Objective: Please repeat, unchanged and with nothing else, the stretch of the records from the line containing "Check the image above for the presence of any led" through the line containing "204 273 230 288".

Provided records:
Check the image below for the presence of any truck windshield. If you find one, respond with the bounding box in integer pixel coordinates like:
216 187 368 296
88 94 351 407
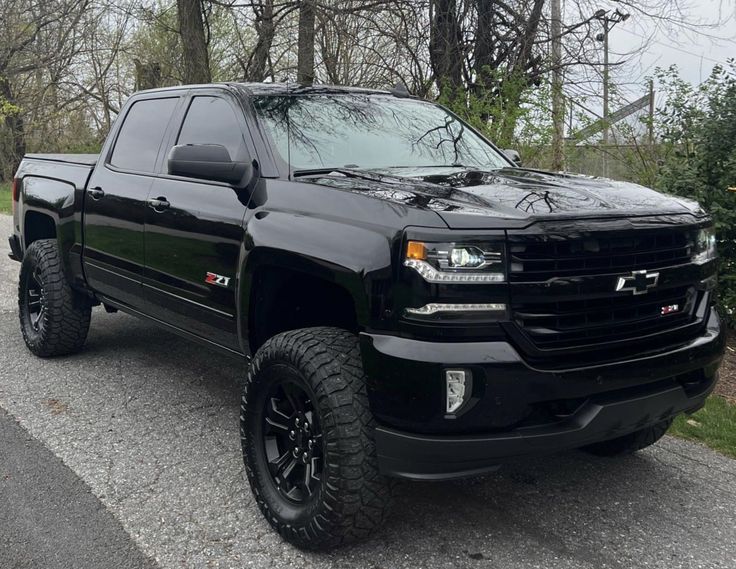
255 93 508 171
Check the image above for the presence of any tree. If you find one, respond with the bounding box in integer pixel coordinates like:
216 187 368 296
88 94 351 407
657 60 736 327
176 0 212 83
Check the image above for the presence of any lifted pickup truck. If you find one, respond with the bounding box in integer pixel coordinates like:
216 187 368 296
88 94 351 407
10 84 724 548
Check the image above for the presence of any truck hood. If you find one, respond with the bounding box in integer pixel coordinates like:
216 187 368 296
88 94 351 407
305 168 704 229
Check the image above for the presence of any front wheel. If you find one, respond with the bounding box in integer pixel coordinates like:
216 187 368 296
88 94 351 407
583 419 672 456
241 328 391 549
18 239 92 357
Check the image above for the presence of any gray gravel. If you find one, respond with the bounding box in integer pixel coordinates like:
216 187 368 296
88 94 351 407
0 214 736 569
0 409 155 569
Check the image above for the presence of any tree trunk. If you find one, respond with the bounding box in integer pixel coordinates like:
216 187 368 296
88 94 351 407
0 75 26 178
133 58 163 91
176 0 212 83
429 0 464 98
245 0 276 81
296 0 315 85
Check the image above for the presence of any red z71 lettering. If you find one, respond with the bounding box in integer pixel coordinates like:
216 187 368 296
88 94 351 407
204 272 230 287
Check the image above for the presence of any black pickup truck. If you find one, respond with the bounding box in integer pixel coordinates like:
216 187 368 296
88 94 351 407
10 84 724 548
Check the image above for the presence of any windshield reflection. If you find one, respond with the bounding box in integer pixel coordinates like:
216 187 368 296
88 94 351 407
254 93 507 171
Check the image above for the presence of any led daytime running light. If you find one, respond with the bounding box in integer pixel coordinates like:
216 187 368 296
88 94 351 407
404 259 506 284
406 302 506 316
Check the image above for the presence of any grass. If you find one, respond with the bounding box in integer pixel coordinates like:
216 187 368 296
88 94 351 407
669 395 736 458
0 184 13 214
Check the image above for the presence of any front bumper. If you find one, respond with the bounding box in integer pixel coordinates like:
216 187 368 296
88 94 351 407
361 310 725 480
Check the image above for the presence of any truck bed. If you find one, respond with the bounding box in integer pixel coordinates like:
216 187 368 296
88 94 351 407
25 154 100 166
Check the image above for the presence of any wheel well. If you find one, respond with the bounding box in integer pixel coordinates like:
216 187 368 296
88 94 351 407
248 267 358 353
23 211 56 249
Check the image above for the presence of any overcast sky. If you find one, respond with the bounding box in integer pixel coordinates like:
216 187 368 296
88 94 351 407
562 0 736 130
609 0 736 92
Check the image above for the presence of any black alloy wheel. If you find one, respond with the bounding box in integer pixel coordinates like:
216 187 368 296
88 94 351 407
240 327 394 550
263 380 324 504
18 239 92 358
25 267 46 332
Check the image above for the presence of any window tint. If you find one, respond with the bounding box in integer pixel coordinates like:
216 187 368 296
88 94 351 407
176 97 244 160
110 97 178 172
254 93 508 170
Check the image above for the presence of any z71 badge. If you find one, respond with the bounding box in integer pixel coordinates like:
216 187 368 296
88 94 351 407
204 273 230 288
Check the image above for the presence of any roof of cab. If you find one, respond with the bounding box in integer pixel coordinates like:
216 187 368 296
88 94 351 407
135 82 391 95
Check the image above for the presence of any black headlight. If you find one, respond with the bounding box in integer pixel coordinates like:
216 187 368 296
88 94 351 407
404 241 506 284
692 226 717 265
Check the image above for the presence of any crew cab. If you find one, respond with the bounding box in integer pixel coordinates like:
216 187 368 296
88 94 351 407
10 84 724 548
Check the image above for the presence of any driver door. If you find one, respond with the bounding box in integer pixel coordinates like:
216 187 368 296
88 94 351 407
143 90 254 351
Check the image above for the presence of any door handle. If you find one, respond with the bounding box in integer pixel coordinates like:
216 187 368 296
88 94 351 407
87 186 105 200
148 196 171 212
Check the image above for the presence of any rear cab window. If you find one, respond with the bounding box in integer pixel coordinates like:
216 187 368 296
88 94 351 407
109 97 179 173
176 95 246 160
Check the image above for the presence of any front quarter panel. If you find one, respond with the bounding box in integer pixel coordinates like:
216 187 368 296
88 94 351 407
240 179 445 344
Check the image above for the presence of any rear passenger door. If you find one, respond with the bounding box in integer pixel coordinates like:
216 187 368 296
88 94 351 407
143 90 253 350
83 93 181 310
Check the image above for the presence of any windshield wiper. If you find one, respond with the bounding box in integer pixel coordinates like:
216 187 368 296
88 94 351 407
379 164 470 170
291 168 387 182
291 167 360 178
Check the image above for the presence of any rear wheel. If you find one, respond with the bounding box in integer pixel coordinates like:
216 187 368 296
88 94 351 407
241 328 391 549
583 419 672 456
18 239 92 357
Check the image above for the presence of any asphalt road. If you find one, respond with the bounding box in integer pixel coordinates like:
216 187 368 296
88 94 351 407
0 214 736 569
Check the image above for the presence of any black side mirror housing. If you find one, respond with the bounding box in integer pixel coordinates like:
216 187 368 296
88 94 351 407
503 149 522 168
168 144 252 187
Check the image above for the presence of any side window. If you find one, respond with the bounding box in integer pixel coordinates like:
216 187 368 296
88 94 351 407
110 97 178 172
176 97 245 160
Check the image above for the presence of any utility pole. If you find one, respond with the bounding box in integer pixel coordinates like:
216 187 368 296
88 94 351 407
603 18 611 149
595 9 630 176
551 0 565 171
648 79 654 146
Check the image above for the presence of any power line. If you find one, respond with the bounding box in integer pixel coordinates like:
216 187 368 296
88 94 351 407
620 28 729 65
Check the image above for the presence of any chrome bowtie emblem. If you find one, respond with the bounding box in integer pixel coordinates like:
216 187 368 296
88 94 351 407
616 271 659 294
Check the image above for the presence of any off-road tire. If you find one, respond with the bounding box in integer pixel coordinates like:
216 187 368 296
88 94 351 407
18 239 92 358
240 328 393 550
583 419 672 456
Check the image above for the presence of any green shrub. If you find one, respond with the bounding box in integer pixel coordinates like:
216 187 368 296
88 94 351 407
657 61 736 327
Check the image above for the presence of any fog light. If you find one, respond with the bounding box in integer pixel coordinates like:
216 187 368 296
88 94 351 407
445 369 470 414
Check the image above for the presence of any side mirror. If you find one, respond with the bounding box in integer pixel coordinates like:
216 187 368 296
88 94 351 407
503 149 521 168
168 144 251 186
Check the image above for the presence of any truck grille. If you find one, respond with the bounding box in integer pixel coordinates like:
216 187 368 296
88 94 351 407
510 230 692 282
509 229 703 359
512 287 697 349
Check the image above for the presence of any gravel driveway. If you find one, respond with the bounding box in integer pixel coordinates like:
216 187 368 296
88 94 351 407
0 216 736 569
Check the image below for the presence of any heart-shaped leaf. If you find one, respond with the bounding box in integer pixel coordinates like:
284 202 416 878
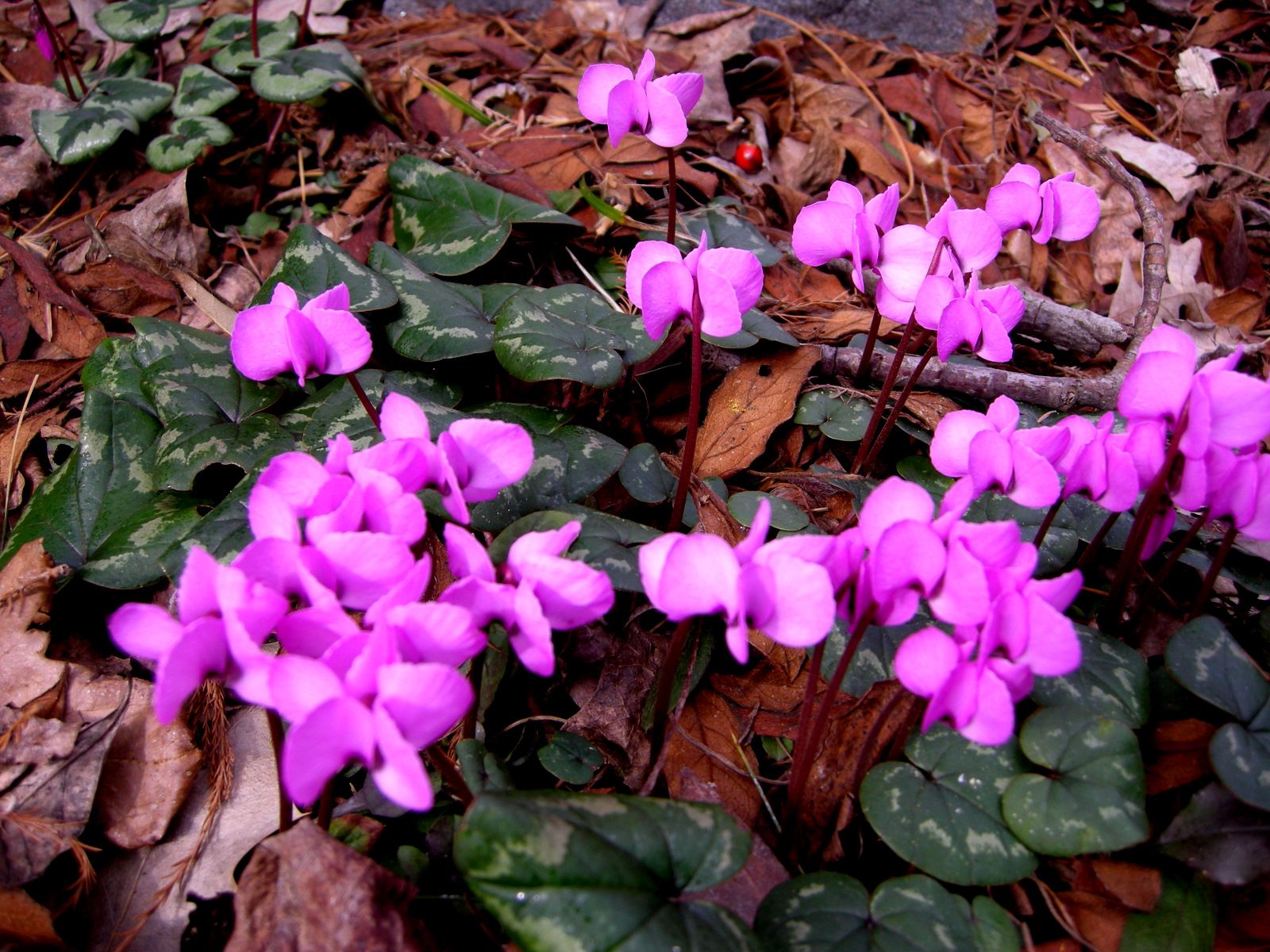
489 504 662 592
389 155 578 274
1164 616 1270 724
455 792 758 952
860 725 1037 886
252 42 366 103
794 390 872 443
30 76 173 165
754 872 1020 952
1031 624 1151 727
93 0 167 43
252 225 398 311
171 63 237 116
146 116 233 171
618 443 675 504
538 731 605 787
213 13 300 79
367 243 522 362
1001 707 1148 855
471 404 626 532
494 284 656 387
4 390 198 588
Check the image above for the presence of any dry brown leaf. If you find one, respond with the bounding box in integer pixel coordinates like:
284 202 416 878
695 347 821 478
663 688 762 827
95 681 202 849
0 890 66 950
225 823 427 952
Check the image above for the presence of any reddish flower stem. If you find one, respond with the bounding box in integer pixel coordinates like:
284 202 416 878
665 305 701 532
860 328 937 472
1187 523 1240 620
344 373 383 430
665 148 679 245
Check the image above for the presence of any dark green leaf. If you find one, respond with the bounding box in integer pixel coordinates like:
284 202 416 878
1119 873 1217 952
252 225 398 311
368 243 522 362
618 443 675 504
252 42 366 103
389 155 578 274
494 284 656 387
538 731 605 787
754 872 1018 952
171 63 237 116
1001 707 1148 855
146 116 233 171
455 792 758 952
860 725 1037 886
1031 624 1151 727
1164 616 1270 724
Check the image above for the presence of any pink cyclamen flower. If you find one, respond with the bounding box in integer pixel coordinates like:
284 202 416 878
987 163 1099 245
794 182 899 290
578 51 705 148
439 522 614 678
230 282 371 386
626 231 764 340
913 273 1026 363
639 499 834 664
269 655 474 811
110 546 287 724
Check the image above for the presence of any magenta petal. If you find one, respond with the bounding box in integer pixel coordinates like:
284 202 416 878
110 601 182 662
697 248 764 313
377 664 475 750
986 180 1040 235
649 72 705 118
640 262 695 340
154 618 229 724
626 241 692 309
446 419 533 503
269 654 344 721
1116 352 1194 421
645 78 700 148
578 62 633 125
1205 370 1270 449
1049 179 1099 241
894 627 960 698
792 200 851 265
608 80 648 146
230 303 291 381
371 704 433 812
931 410 992 476
282 696 375 806
948 208 1001 271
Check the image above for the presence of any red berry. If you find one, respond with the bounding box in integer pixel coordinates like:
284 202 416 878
737 142 764 173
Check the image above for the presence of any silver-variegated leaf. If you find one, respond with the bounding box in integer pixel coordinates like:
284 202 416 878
252 42 366 103
389 155 579 274
171 63 239 117
146 116 233 171
1001 707 1149 855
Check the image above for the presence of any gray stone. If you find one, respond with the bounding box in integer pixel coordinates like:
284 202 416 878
383 0 997 53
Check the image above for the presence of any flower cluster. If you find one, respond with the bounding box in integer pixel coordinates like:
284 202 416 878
794 165 1099 362
110 393 614 810
640 478 1081 744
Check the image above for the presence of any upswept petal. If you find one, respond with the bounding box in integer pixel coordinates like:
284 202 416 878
649 72 705 116
644 80 688 147
282 696 375 806
578 62 635 125
640 262 695 340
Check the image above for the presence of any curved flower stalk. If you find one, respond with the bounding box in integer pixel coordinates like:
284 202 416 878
626 231 764 529
110 395 602 810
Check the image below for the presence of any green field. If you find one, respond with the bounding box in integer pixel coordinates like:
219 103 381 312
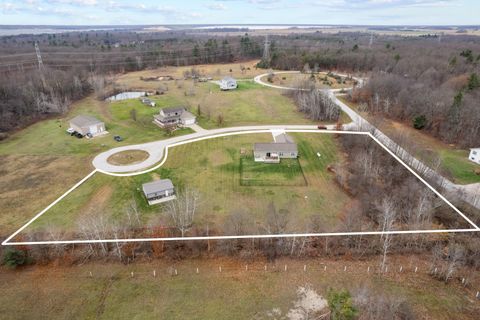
19 133 348 239
240 155 307 187
0 98 193 156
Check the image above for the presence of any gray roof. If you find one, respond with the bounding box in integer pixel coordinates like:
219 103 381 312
162 107 185 113
222 76 236 81
180 110 196 119
142 179 173 194
253 142 298 152
70 115 103 127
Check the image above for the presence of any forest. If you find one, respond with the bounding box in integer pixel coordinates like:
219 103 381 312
0 31 480 148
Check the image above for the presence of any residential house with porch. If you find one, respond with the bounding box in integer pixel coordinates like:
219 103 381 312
154 107 196 127
253 133 298 163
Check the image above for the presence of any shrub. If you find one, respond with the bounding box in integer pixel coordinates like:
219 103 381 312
327 290 358 320
2 248 28 269
413 115 427 130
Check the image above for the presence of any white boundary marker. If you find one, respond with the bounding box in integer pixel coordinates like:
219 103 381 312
2 129 480 246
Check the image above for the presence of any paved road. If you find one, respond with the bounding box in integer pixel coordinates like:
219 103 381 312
254 71 480 209
92 125 322 173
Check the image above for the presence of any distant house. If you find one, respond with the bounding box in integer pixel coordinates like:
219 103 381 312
154 107 196 127
468 148 480 164
70 115 106 136
142 179 176 205
220 77 237 90
253 133 298 163
140 98 156 107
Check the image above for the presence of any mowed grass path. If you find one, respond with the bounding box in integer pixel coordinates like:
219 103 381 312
22 133 349 238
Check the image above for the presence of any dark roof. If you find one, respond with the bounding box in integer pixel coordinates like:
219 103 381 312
142 179 173 195
70 115 103 127
253 142 298 152
162 107 185 113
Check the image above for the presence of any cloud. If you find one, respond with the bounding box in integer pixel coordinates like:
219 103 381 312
206 3 227 11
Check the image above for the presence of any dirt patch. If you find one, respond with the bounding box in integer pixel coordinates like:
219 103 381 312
107 150 150 166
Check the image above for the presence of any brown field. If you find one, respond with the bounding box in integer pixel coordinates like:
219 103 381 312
0 256 480 320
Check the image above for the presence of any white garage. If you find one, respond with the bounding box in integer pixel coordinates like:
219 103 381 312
70 115 105 136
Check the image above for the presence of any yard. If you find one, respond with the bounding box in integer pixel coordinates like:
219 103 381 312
339 98 480 184
17 133 349 239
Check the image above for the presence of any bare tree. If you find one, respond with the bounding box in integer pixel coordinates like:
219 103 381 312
165 189 200 237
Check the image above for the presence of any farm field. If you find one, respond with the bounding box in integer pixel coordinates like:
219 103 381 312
16 134 349 239
339 97 480 184
263 72 354 89
0 256 479 320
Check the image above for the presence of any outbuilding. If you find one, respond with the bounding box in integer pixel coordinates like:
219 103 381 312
142 179 176 205
220 77 237 90
70 115 106 137
468 148 480 164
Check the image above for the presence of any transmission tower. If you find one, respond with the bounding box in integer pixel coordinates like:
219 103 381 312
262 35 270 64
368 32 373 48
35 42 43 70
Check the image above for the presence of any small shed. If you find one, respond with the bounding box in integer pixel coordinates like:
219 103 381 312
468 148 480 164
70 115 106 136
142 179 176 205
220 77 237 90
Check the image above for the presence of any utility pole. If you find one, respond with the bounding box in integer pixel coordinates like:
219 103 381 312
35 41 43 70
262 34 270 66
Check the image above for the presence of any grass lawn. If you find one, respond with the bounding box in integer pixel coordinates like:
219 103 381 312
339 98 480 184
20 133 349 238
107 150 149 166
0 258 479 320
240 155 307 187
0 97 193 156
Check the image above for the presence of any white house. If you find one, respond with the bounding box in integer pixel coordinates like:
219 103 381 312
154 107 196 127
468 148 480 164
142 179 176 205
220 77 237 90
253 133 298 163
70 115 106 136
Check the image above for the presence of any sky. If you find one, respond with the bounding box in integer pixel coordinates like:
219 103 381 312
0 0 480 25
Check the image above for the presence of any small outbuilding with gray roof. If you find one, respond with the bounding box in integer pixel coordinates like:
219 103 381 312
142 179 176 205
70 115 106 136
253 134 298 163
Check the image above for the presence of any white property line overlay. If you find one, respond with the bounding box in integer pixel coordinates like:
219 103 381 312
2 129 480 246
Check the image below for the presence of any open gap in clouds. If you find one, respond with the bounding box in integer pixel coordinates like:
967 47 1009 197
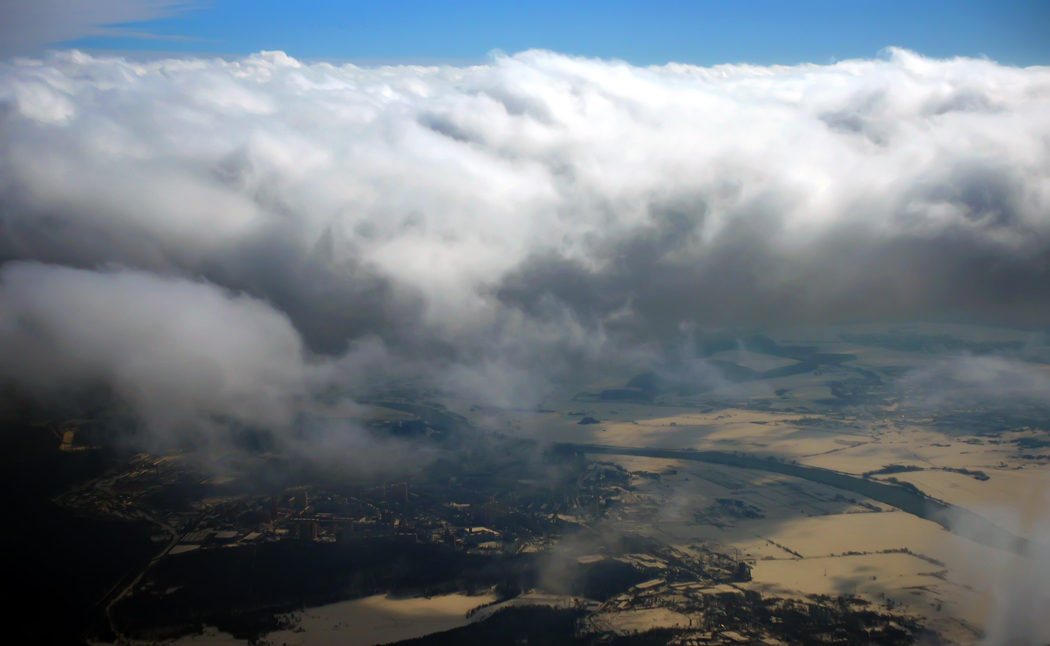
0 50 1050 449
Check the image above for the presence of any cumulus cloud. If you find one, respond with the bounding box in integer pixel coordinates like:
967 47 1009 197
0 50 1050 445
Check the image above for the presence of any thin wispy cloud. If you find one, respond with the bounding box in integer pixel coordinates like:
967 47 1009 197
0 0 200 56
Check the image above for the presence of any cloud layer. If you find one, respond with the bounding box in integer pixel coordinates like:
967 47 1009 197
0 50 1050 439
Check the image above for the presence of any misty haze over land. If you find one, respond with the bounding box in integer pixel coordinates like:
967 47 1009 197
0 49 1050 449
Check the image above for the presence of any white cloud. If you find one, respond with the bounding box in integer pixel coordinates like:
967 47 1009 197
0 46 1050 445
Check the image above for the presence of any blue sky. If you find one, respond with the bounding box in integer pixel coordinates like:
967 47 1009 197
16 0 1050 65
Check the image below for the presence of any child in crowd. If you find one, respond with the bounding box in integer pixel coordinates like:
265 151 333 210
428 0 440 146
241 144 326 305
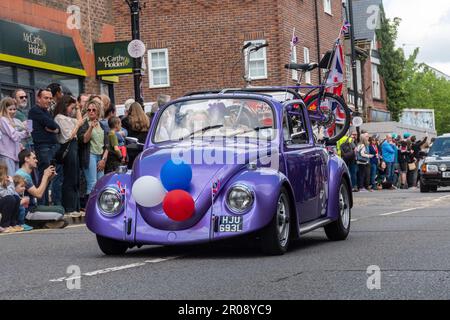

Finished task:
Check the image above for the presence of any led daytime running light. If you find one, respond with the bounding box in integer pixel coordinates like:
216 187 368 296
88 94 351 407
404 259 506 284
406 302 506 316
Check the image above for the presence of any grass. If you find one, respond with the bounding box in integer pixel coordinates like:
216 187 368 296
88 94 351 407
669 395 736 458
0 184 13 214
Check the image above for the presence of any front bumper. If you find one, respond with the bounding box in integer pixel coordinates like:
216 187 368 296
88 94 351 407
361 310 725 480
Check the image above for the presence of any truck bed. If you find one, respond with the bounding box in integer pixel coordinates like:
216 187 368 296
88 94 351 407
25 154 100 166
Check the image above for the presence of any wheel well. If you find one, respond with the bounding box in integer pixel coordinates like:
216 187 368 296
88 94 351 407
248 267 358 353
23 211 56 249
Check the image above for the presence of any overcast sky. If you find one, respond with the bounding box in integer pixel coordinates like:
216 187 368 296
88 94 351 407
562 0 736 130
609 0 736 92
Check the image above for the presence of any black alloy wheel. If you find one, respond with the bounding box in integer pixel coordinates like:
216 187 368 296
88 94 351 407
240 327 394 550
263 380 324 504
18 239 92 358
25 267 46 332
Check the image above for the presence of any window tint. If you find one, respond with the bounding box in integer pixel coordinates like:
216 187 368 296
88 94 351 407
176 97 244 160
110 97 178 172
254 93 508 170
Check the image above for the presence of any z71 badge. If you find one, respond with the bounding box in integer pixel coordinates like:
216 187 368 296
88 94 351 407
204 273 230 288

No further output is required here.